_Direction a_
How many lines of the entries below contain the word "each"? Give only the number.

_Document passage_
········

A stone is thrown from the ground with speed $v$ at an angle $θ$ to the horizontal. There is no friction and the ground is flat. Find the total distance it travels before hitting the ground. Show that the distance is greatest when $\sin θ \cdot\ln (\sec θ + \tan θ) = 1$.

My work:

We can describe the motion with the following vector:

$$\vec r(t)=\langle v\cos\theta \cdot t,v\sin\theta \cdot t-gt^2/2\rangle$$

We know the vector hits the ground when the $y$ component is equal to $0$. Solving for $t_0$, we get that the ball reaches the ground again at $t_0=\frac{2v\sin\theta}{g}$.

········

_Supplied data_
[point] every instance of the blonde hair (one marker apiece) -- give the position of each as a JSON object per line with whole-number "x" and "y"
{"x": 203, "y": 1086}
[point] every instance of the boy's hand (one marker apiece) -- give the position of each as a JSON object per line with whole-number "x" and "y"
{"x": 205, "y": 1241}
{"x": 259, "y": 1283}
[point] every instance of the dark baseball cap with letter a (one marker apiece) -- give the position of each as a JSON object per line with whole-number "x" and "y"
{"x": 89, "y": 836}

········

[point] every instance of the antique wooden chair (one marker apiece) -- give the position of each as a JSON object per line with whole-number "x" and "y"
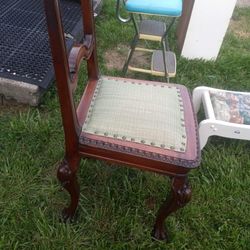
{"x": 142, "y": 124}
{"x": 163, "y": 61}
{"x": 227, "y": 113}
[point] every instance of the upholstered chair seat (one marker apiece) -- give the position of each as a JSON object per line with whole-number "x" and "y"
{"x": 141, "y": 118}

········

_Direction b_
Which trigonometric functions appear in the projectile problem above?

_Expected output a_
5

_Expected output b_
sin, cos, sec, tan